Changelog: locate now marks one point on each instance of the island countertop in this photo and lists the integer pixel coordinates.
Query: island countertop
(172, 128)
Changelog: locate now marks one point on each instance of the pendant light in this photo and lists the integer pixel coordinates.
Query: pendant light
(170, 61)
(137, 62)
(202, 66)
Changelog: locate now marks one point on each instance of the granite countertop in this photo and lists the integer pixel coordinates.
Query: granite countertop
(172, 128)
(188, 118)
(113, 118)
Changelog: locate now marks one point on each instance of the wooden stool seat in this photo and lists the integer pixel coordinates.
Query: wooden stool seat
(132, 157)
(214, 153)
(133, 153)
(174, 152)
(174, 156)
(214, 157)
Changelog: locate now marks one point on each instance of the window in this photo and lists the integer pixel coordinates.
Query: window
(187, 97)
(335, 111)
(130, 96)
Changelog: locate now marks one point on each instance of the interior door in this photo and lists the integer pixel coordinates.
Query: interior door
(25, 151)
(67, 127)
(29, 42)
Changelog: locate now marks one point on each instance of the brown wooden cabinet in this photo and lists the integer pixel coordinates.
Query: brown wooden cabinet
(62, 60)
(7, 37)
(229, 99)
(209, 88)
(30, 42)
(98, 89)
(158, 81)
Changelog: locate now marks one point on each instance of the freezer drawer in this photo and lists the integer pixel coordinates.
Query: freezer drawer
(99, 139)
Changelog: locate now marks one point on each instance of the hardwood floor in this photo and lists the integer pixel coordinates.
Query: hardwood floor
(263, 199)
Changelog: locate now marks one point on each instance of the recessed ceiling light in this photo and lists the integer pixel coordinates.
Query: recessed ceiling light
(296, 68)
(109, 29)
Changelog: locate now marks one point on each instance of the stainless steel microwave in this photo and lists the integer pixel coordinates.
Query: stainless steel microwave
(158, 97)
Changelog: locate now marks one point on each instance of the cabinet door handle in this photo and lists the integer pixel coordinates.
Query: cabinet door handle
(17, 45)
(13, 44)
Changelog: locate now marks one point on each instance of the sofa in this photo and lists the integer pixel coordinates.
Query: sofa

## Task instructions
Print out each line of the data exactly.

## Result below
Changelog: locate now marks one point on each instance of the island countertop in this photo and lists the integer pixel coordinates.
Query: island countertop
(172, 128)
Changelog: locate now marks one point on each instance of the pendant light in this photo and lists the integer pixel coordinates.
Query: pendant light
(170, 61)
(137, 62)
(202, 66)
Changelog: locate now marks one point on each instance of the granite countertop in this photo and lists the integer pixel coordinates.
Query: granite countertop
(172, 128)
(188, 118)
(113, 118)
Changelog: locate now marks one point on each instance of the wooden stool seat in this photo and lists the integer pixel coordinates.
Query: wooden stool seat
(132, 157)
(214, 153)
(133, 153)
(174, 152)
(174, 156)
(214, 157)
Changelog: locate now marks one point on each instance of the window in this photo and lists the integer pixel coordinates.
Query: window
(187, 97)
(335, 111)
(130, 96)
Changelog: locate now marks one point on each instance of the interior door in this photo and lists the integer pixel coordinates.
Query: interior door
(25, 151)
(67, 127)
(29, 42)
Changelog: locate now marks one point on each instance of the brown wooden cabinet in this photo and lists the integer pixel coordinates.
Query: brown wooden cabinet
(62, 60)
(7, 37)
(229, 99)
(209, 88)
(30, 42)
(98, 89)
(158, 81)
Changelog: locate now marks one point on each instance of the freezer drawer in this photo and lists the integer pixel coordinates.
Query: freezer drawer
(99, 139)
Changelog: locate now marks one point on each instance of the hardwood floor in this photo and lists the integer pixel coordinates.
Query: hardwood floor
(263, 199)
Changelog: locate now marks one point on each instance of the recessed ceiling light in this photo and lists the integer pixel coordinates.
Query: recessed ceiling light
(296, 68)
(109, 29)
Changelog: locate now marks one point on each instance of the stainless steel microwave in this photo and lists the integer pixel coordinates.
Query: stainless steel microwave
(158, 97)
Changelog: locate now marks one point on each instance of the cabinet door handle in this photo and lists the integer pixel coordinates.
Query: cabinet door handle
(17, 45)
(13, 44)
Changelog: locate now marks one point on each instance of the sofa in this photo and lists the integer pixel coordinates.
Query: sofa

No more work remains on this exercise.